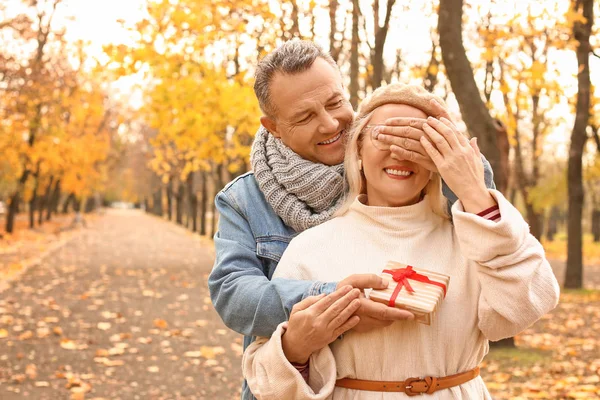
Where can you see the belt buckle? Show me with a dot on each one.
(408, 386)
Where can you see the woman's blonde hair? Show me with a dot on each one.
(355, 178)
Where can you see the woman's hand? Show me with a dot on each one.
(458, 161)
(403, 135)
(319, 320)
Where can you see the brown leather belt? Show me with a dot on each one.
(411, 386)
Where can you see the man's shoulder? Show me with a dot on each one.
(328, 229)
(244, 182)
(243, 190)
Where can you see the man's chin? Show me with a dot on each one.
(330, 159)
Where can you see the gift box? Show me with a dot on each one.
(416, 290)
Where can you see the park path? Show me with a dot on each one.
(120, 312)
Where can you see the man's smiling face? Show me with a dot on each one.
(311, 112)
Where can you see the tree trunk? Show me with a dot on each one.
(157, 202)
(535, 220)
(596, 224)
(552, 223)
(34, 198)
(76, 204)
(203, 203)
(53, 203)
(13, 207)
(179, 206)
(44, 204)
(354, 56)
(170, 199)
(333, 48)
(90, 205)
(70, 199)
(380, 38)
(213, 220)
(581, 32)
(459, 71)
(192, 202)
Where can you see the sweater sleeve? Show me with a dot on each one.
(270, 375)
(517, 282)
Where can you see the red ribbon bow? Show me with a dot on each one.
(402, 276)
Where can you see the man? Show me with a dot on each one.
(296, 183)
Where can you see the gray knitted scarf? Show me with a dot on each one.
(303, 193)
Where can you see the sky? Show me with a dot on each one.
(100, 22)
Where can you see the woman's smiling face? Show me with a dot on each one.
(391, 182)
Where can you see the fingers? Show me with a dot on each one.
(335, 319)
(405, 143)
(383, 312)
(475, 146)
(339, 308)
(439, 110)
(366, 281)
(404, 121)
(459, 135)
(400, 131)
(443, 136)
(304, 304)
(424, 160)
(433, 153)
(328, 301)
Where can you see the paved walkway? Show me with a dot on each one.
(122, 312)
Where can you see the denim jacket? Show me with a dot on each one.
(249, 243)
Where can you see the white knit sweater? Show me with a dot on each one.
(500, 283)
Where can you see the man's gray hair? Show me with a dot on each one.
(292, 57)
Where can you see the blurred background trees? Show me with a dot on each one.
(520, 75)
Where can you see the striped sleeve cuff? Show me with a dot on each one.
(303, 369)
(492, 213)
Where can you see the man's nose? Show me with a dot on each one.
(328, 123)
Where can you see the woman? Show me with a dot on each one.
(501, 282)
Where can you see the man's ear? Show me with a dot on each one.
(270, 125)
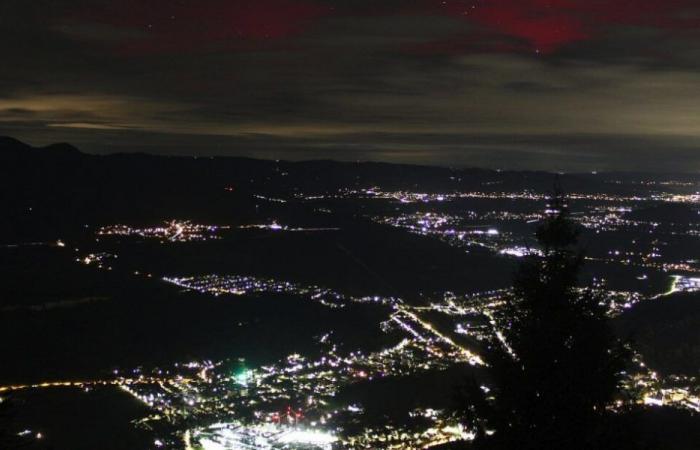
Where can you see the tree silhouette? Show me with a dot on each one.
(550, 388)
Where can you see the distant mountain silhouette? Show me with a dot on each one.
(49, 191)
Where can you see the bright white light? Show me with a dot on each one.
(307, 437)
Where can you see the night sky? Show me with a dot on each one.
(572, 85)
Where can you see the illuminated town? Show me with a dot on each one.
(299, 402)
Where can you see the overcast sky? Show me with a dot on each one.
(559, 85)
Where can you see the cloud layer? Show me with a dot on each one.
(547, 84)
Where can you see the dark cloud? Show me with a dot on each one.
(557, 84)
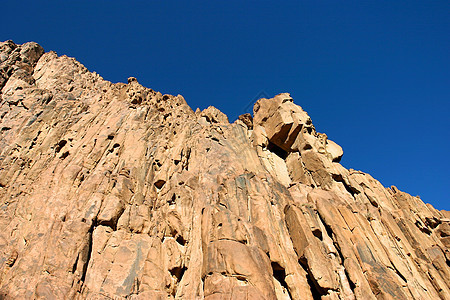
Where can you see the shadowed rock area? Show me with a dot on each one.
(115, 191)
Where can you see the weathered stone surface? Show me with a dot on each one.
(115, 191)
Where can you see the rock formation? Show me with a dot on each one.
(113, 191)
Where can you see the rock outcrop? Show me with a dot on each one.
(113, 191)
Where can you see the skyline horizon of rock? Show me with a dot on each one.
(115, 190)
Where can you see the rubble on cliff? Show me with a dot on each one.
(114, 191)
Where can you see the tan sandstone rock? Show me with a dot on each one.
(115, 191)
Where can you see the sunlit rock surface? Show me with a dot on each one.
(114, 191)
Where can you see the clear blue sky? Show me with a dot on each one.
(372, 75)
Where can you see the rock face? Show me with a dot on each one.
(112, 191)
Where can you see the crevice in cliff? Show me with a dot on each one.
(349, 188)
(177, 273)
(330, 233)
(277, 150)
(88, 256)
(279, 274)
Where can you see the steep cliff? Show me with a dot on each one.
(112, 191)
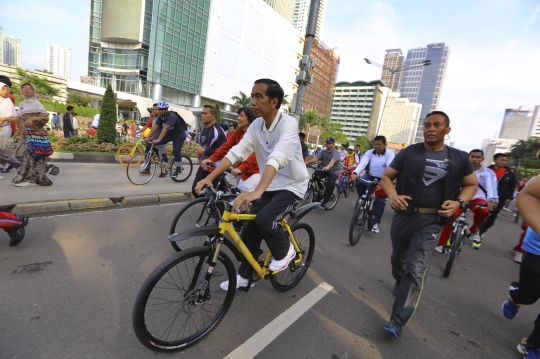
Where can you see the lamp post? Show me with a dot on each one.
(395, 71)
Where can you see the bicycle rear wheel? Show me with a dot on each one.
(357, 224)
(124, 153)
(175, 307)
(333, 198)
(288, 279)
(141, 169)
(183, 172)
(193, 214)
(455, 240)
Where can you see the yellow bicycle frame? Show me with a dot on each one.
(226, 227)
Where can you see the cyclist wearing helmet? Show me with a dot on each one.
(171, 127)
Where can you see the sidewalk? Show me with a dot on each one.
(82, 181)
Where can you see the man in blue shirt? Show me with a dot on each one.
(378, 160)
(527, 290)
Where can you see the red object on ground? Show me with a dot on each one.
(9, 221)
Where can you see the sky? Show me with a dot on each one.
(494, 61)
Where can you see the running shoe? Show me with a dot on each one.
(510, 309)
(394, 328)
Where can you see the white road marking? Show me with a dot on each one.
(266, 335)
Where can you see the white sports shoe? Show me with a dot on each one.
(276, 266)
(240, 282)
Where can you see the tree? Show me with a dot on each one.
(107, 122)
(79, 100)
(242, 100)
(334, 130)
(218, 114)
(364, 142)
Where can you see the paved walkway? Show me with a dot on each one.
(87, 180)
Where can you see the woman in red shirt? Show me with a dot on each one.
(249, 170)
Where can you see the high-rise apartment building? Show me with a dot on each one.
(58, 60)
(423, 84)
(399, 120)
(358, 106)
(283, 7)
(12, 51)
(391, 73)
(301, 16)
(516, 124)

### EXERCISE PROMPT
Please transcribe the entries precisely and omit any images they hold.

### REPLY
Where can you see the belt buckle? Show me with a dot on each one.
(408, 386)
Where can you see the woman's blonde hair? Show me with a dot on each one.
(355, 178)
Where can you see the woman's hand? Show me with a dot on each one.
(458, 161)
(403, 135)
(319, 320)
Where can you see the brown leather belt? Show me with a dot on each one.
(411, 386)
Where can you see the man's shoulder? Show me with a dot on each one.
(328, 229)
(244, 182)
(243, 190)
Where can you see the man's chin? Show me with a dot on each one.
(330, 159)
Where can you see the gift box? Show me with a dot on each one.
(416, 290)
Where can you see the park path? Show me with a dot on each one.
(120, 312)
Where can you see the man's smiling face? Show me with a dot on each one.
(311, 112)
Where can you see the tree trunk? Show me with a dot on each one.
(157, 202)
(535, 220)
(596, 224)
(552, 223)
(34, 198)
(76, 204)
(203, 203)
(53, 203)
(13, 207)
(179, 206)
(44, 204)
(354, 56)
(170, 199)
(333, 48)
(90, 205)
(70, 199)
(380, 38)
(213, 220)
(581, 32)
(459, 71)
(192, 202)
Where can you see the sweater sleeve? Show me with a dot on each one.
(270, 375)
(517, 282)
Where can you see the red ribbon bow? Show me with a dot on each one.
(402, 276)
Where can you see the man? Show me with a dot on each one.
(296, 183)
Where can you see the gray knitted scarf? Show me with a dot on each one.
(303, 193)
Where can you see the sky? Show me with a dot on each one.
(100, 22)
Where can you see the woman's smiling face? Show me with a dot on each one.
(391, 182)
Where can you see the fingers? Show me with a dot on each one.
(335, 319)
(405, 143)
(383, 312)
(475, 146)
(339, 308)
(439, 110)
(366, 281)
(404, 121)
(459, 135)
(400, 131)
(443, 136)
(304, 304)
(424, 160)
(433, 153)
(328, 301)
Where can you see the paved walkway? Show me with a dot on each one.
(122, 312)
Where can you see the denim jacket? Show me with a dot on each one.
(249, 243)
Where can you see the white knit sweater? Show me with a dot on each one.
(500, 283)
Where can you see the man's gray hair? Show me with a dot on each one.
(292, 57)
Where can you see the blurred background trees? Show me with a dot on each one.
(520, 75)
Where can you see the striped sleeve cuff? Show me with a dot on each one.
(303, 369)
(492, 213)
Where can you see the man's nose? Show me with a dot on each one.
(328, 123)
Where can you see the woman? Show me with a dot on each one.
(501, 282)
Where can you see the man's ear? Show me with a dot on each one.
(270, 125)
Where can you see the tree silhouette? Show me with a dot on each one.
(550, 388)
Where can you see the distant mountain silhouette? Show me with a dot on each one.
(49, 191)
Where can you see the bright white light? Show me with a dot on each one.
(307, 437)
Where can you see the night sky? Show me with a dot on each one.
(572, 85)
Where can you see the illuminated town? Show me with a dot on each one.
(299, 402)
Where can you see the overcast sky? Show me with a dot on each one.
(559, 85)
Where can you see the cloud layer? Show me with a dot on each one.
(547, 84)
Where can you see the dark cloud? Show me with a dot on each one.
(557, 84)
Where can you see the shadowed rock area? Show me with a dot on each one.
(115, 191)
Where can you see the weathered stone surface? Show me with a dot on each one.
(115, 191)
Where can you see the rock formation? Show me with a dot on each one.
(113, 191)
Where can you see the rock outcrop? Show me with a dot on each one.
(113, 191)
Where can you see the skyline horizon of rock? Show me with a dot on each one.
(115, 190)
Where can you see the rubble on cliff? Show me with a dot on each one.
(114, 191)
Where can you see the tan sandstone rock? Show me with a dot on each one.
(115, 191)
Where can you see the sunlit rock surface? Show me with a dot on each one.
(114, 191)
Where can you see the clear blue sky? Show me with a dot on each one.
(372, 75)
Where can you see the rock face? Show me with a dot on each one.
(112, 191)
Where can you see the crevice in cliff? Show me with a dot on each one.
(349, 188)
(177, 273)
(330, 233)
(277, 150)
(88, 256)
(279, 274)
Where can you see the steep cliff? Show me with a dot on each one.
(112, 191)
Where can you see the lamp post? Show me with a dot on each one.
(395, 71)
Where can you see the bicycle rear wheel? Show me with a dot on each one.
(357, 224)
(124, 153)
(175, 307)
(333, 198)
(288, 279)
(141, 169)
(183, 172)
(193, 214)
(455, 240)
Where can you see the yellow bicycle frame? Show me with a dot on each one.
(226, 227)
Where can you see the cyclist wearing helmet? Show me with a dot on each one.
(171, 127)
Where can you see the sidewalk? Show me with a dot on each one.
(82, 181)
Where can you see the man in blue shirt? Show me with a dot on each one.
(378, 160)
(527, 290)
Where can you see the red object on ground? Show me with a dot on each one.
(9, 221)
Where can you see the sky? Show me with a dot on each one.
(494, 61)
Where can you see the running shoe? Show me with a dot on each one.
(510, 309)
(394, 328)
Where can you see the white road marking? Show me with a dot on each one.
(266, 335)
Where can you see the white sports shoe? Show me with a dot on each one.
(276, 266)
(240, 282)
Where can you see the tree? Show me with a dot on each one.
(107, 122)
(79, 100)
(242, 100)
(334, 130)
(218, 114)
(364, 142)
Where can you see the paved walkway? Show me with a dot on each one.
(87, 180)
Where can you see the woman in red shirt? Show me with a dot on each one.
(249, 170)
Where can you see the high-rise apartment building? Show me with a dot on each one.
(58, 60)
(423, 84)
(399, 120)
(358, 106)
(283, 7)
(12, 51)
(391, 73)
(301, 16)
(516, 124)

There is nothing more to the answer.